*** Given passage Section Begins ***

Is their a way to search raw reads in the SRA? I don't mean an individual entry but rather all raw illumina reads submitted to NCBI. I could limit it by year, but I'm looking to scan all of the raw unassembled reads in public repositories. Yes, I know this is a significant task.
I'm doing metagenomic / viral analysis and looking for evidence that might exist in the raw sequences but get thrown out in the consensus / assembly data.
While not quite the same thing you can do a sequence search against EBI's metagenomic dataset
MGnify
(LINK).Could you take the statistical sampling approach by considering all entries, and simply pick randomly? A queue of randomly drawn samples could be put through a pipeline, and if you expect to find something 1 in 100, or 1 in 1000, or whatever, you could get some sense for how long you'd have to run your pipeline before having some confidence that you are, or are not, likely to find what you're looking for.
How do you randomly sample the SRA? I can scan the query sample for unique sequences and simplify that way, but I'm not sure how to subsample the SRA.
As described, your project involves finding some type of sequence that might exist in public SRA submissions and you'd like to scan them all to see, but this is hard. Let's say that Martians exist, I have some Martian DNA sequence, and I want to know if Martian DNA exists in any SRA submissions - I have reason to believe that Martians visited 10 labs, and may have contaminated 100 samples present in the SRA. if there are 800,000 SRA samples (I have no idea how many there are), I can simply put all SRA ids in a bucket from which to draw ids at random, and use the SRA toolkit (i.e. fastq-dump) to grab fastq data one entry at a time and examine say the first million reads for my sequence of interest. If I don't find it, select another SRA record at random, and repeat. Using SRA in the cloud, one could set up a script to churn through records, and if something exists at the rate listed above (100 within 800,000) I should get a hit within 8000 trials. I could also parse all the SRA records up front to put those I suspect might have the highest likelihood of containing my sequence towards the front of the pack. That's all I mean, if your sequence exists in x records, then by sampling records in random order you may eventually find it - the slow part, of course, is that you have to continually download data until you find a positive match (made easier by SRA in the cloud approach). But like I said, I have no idea what you're really trying to do, or what your limitations are. I doubt you're searching for Martians.

*** Given passage Section Ends ***

■ **Tasks to carry out**:
[a] In the thread on searching SRA raw reads, what EBI resource is suggested for a sequence search against metagenomic data?
[b] Rewrite the paragraph in the thread on searching SRA raw reads that begins "As described, your project" as a shorter bulleted list that keeps its main facts.

*** Information provided Section Begins ***

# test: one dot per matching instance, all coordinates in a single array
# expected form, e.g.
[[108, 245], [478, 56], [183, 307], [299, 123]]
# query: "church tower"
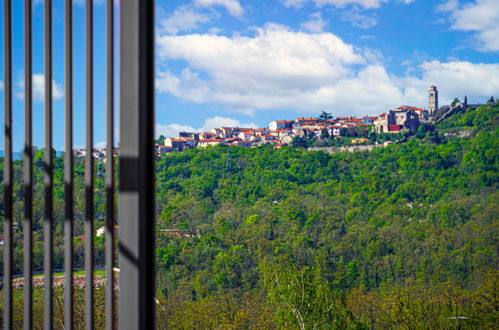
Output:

*** Information provided Section Ends ***
*** Information provided Section Begins ***

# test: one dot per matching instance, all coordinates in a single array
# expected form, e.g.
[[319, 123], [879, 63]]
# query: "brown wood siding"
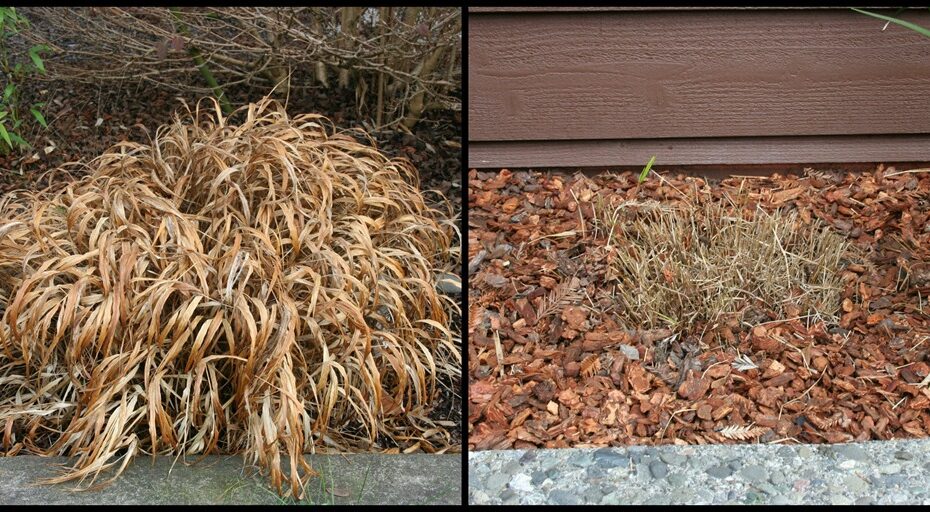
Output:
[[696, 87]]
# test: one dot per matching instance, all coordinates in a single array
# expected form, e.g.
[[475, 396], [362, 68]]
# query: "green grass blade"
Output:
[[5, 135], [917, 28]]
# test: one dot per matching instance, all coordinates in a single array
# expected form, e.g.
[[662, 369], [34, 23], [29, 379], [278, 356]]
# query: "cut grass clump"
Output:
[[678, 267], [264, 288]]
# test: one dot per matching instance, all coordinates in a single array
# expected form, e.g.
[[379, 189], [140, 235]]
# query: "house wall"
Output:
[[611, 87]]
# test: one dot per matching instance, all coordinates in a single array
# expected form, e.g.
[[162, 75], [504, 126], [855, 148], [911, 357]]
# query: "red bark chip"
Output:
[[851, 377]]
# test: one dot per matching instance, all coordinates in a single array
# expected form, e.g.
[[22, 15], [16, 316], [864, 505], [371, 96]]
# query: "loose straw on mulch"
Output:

*** Information provided Section Ends ***

■ **Set of answers**:
[a] MGnify, EBI's metagenomic dataset.

[b]
- The goal is to find a sequence that might exist in public SRA submissions, but scanning them all is hard.
- Hypothetical example: Martian DNA from visits to 10 labs may have contaminated 100 samples in the SRA. The writer assumes 800,000 SRA samples and notes having no idea of the real number.
- Put all SRA IDs in a bucket and draw them at random.
- Use the SRA toolkit (fastq-dump) to download one entry at a time and check, for example, the first million reads for the sequence.
- If there is no match, draw another record and repeat. With SRA in the cloud, a script can work through records automatically.
- At a rate of 100 in 800,000, a hit should come within 8,000 trials.
- Records judged most likely to contain the sequence can be parsed up front and moved to the front of the queue.
- The slow part is repeatedly downloading data until a match turns up, which SRA in the cloud makes easier.
- The writer does not know the asker's actual aims or limits and doubts the search is for Martians.